#### Parts of the exercise
a) From the Rust trait excerpt, list the three specific things that the text says the Compatible<U> design would allow.
b) According to the Rust trait excerpt, what is the only guarantee the writer sees for the traits?
c) Reproduce everything in the Rust trait excerpt from "An even more" down to "other similar needs.", without changes.

#### Excerpt
A much more general design seems to have an auto trait that signals that all bits pattern are valid for a data type (and that all fields are recursively public and their types visible), and then allow to coerce &T into &[u8; size_of::\<T\>] and similar for &mut if T implements the trait (and also &[T] into &[u8] and &[T; n] into &[u8; n * size_of::\<T\>]) - and also provide a fallible conversion in the other direction returning None if the alignment is wrong, as well as safe transmute primitives.

Note that since the trait would only apply to data types with all recursively public and visible fields, they can’t change their definition anyway without breaking compatibility, so there would be no risk of the trait silently disappearing in a non-breaking update of a crate.

An even more general design would be a T: Compatible<U> trait that would work even for non-all-bits-valid subfields as long as both T and U have such a field in the same place, where the trait in the first design is equivalent to T: Compatible<[u8, size_of::<T>]>. This latter design would allow to coerce publicly-constructible newtypes to the original type, convert &T to/from &[T; 1], add/remove typestate, and address many other similar needs.

Why are the traits unsafe? Normally an unsafe trait provides additional guarantees that can be relied on by unsafe code. The only guarantees I see here are “the methods are safe to call,” which is already guaranteed by the fact that the methods are not unsafe.

#### Supplied information
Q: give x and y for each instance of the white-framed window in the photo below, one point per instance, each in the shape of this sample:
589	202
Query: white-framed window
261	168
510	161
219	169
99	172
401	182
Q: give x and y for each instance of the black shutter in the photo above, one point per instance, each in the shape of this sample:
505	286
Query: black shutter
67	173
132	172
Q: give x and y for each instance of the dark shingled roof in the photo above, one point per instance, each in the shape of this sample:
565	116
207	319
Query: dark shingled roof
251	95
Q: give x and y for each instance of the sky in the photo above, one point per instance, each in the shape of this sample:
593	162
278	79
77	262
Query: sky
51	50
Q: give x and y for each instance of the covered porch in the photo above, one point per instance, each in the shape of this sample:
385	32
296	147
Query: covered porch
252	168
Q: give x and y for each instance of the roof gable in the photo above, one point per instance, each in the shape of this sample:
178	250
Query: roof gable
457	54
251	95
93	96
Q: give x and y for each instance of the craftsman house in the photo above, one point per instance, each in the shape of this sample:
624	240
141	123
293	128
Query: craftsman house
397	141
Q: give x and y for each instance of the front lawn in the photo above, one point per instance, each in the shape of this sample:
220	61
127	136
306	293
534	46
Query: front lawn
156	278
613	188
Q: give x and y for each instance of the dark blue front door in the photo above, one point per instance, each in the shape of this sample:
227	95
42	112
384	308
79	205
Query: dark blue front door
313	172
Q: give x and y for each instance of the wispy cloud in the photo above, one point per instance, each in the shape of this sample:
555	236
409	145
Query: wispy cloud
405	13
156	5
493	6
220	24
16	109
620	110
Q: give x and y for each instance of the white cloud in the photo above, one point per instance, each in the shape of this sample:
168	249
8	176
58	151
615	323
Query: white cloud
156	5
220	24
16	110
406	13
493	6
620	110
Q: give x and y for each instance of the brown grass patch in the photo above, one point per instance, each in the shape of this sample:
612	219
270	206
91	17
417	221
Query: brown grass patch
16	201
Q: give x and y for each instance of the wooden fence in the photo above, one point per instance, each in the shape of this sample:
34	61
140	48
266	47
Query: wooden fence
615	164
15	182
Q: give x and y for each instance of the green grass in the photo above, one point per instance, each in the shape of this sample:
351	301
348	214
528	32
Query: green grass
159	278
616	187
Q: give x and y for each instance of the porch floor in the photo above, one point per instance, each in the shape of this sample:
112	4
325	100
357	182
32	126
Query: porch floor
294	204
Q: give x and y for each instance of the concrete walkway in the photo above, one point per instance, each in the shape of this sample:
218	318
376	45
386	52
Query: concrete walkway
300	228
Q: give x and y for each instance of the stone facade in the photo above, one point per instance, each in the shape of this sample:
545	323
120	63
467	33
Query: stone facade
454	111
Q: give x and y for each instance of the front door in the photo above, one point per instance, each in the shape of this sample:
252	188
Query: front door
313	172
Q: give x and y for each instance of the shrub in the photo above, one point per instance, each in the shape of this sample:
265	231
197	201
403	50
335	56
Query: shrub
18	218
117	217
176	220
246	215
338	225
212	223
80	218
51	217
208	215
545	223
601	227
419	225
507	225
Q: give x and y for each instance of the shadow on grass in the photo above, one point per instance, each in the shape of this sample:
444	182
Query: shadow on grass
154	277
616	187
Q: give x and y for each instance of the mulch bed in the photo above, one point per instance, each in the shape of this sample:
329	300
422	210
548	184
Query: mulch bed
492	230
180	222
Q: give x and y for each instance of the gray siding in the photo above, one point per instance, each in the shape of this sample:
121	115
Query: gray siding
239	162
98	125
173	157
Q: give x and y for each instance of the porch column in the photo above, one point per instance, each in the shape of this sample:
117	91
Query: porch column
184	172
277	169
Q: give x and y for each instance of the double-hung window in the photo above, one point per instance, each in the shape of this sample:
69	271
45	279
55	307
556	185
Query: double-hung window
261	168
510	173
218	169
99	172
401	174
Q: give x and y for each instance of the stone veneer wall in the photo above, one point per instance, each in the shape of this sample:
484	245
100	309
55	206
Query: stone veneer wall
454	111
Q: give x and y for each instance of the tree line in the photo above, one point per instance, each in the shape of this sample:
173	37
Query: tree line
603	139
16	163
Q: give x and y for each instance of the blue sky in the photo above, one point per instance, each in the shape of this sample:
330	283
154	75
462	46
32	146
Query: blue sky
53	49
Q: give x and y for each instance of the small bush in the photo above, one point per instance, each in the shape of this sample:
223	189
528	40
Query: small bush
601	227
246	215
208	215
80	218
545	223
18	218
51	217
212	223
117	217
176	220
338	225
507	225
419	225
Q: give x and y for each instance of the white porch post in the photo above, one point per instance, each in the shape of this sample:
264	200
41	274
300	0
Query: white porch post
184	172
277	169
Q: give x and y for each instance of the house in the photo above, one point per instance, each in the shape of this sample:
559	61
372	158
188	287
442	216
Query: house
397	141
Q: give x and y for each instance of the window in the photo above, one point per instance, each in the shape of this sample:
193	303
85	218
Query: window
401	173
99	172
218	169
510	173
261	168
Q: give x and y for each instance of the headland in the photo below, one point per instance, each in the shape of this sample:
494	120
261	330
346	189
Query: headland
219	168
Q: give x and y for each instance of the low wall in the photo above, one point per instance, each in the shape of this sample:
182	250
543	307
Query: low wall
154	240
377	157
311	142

#### Outputs
a)
- Coerce publicly-constructible newtypes to the original type
- Convert &T to/from &[T; 1]
- Add/remove typestate

b) That the methods are safe to call.

c)
An even more general design would be a T: Compatible<U> trait that would work even for non-all-bits-valid subfields as long as both T and U have such a field in the same place, where the trait in the first design is equivalent to T: Compatible<[u8, size_of::<T>]>. This latter design would allow to coerce publicly-constructible newtypes to the original type, convert &T to/from &[T; 1], add/remove typestate, and address many other similar needs.